'''

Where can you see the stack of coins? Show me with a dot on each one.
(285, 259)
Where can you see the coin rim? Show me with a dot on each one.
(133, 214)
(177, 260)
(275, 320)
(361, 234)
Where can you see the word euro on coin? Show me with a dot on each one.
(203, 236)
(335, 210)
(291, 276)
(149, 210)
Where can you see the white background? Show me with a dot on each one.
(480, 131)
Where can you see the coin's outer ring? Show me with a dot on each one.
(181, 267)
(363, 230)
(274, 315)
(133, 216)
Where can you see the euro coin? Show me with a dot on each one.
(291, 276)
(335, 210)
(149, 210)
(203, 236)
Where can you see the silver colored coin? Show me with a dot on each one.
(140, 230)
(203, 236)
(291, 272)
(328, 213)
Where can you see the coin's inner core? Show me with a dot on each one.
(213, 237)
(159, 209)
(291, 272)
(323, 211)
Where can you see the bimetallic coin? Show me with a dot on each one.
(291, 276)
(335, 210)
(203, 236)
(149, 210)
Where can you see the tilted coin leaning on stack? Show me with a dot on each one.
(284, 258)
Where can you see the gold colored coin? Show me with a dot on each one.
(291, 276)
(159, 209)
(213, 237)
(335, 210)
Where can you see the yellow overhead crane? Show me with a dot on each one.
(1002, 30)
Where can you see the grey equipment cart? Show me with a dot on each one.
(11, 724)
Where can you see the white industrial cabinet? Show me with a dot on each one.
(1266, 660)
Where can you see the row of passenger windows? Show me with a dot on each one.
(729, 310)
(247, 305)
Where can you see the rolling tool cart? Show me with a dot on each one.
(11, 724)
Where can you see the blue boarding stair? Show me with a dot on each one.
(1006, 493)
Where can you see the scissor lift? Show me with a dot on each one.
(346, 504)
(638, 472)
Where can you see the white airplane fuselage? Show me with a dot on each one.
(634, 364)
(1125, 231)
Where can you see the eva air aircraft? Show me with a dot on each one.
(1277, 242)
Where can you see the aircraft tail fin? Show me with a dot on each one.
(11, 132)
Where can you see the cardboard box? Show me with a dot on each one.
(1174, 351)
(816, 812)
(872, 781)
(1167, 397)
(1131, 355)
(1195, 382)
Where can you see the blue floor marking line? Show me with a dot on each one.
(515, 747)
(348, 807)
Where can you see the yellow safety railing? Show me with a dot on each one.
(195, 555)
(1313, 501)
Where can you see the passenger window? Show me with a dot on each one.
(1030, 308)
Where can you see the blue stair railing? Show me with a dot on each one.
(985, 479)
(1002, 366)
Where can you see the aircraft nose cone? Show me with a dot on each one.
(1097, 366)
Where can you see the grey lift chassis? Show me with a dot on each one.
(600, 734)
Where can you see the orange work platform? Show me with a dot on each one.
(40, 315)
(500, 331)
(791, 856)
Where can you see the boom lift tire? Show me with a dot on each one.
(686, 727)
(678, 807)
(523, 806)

'''

What the exercise asks
Extract the lines above from the one containing "Where can you see the yellow safety" to the last line, both included, exactly as written.

Result for this exercise
Where can you see the yellow safety railing? Show me with a dot on each one.
(195, 555)
(1313, 501)
Where can you see the passenger window? Show me with a dot on each one.
(1030, 308)
Where can you see the blue stair railing? Show me with a dot on each one.
(985, 479)
(1002, 366)
Where can you see the aircraft nose cone? Show me with a dot on each one.
(1097, 366)
Where can you see the grey lift chassis? Show me with a dot on each one.
(600, 734)
Where can you see the orange work platform? Show me with a dot on each one.
(40, 315)
(500, 331)
(791, 856)
Where can you see the boom lift tire? Show me with a dot on each one.
(686, 727)
(678, 807)
(523, 806)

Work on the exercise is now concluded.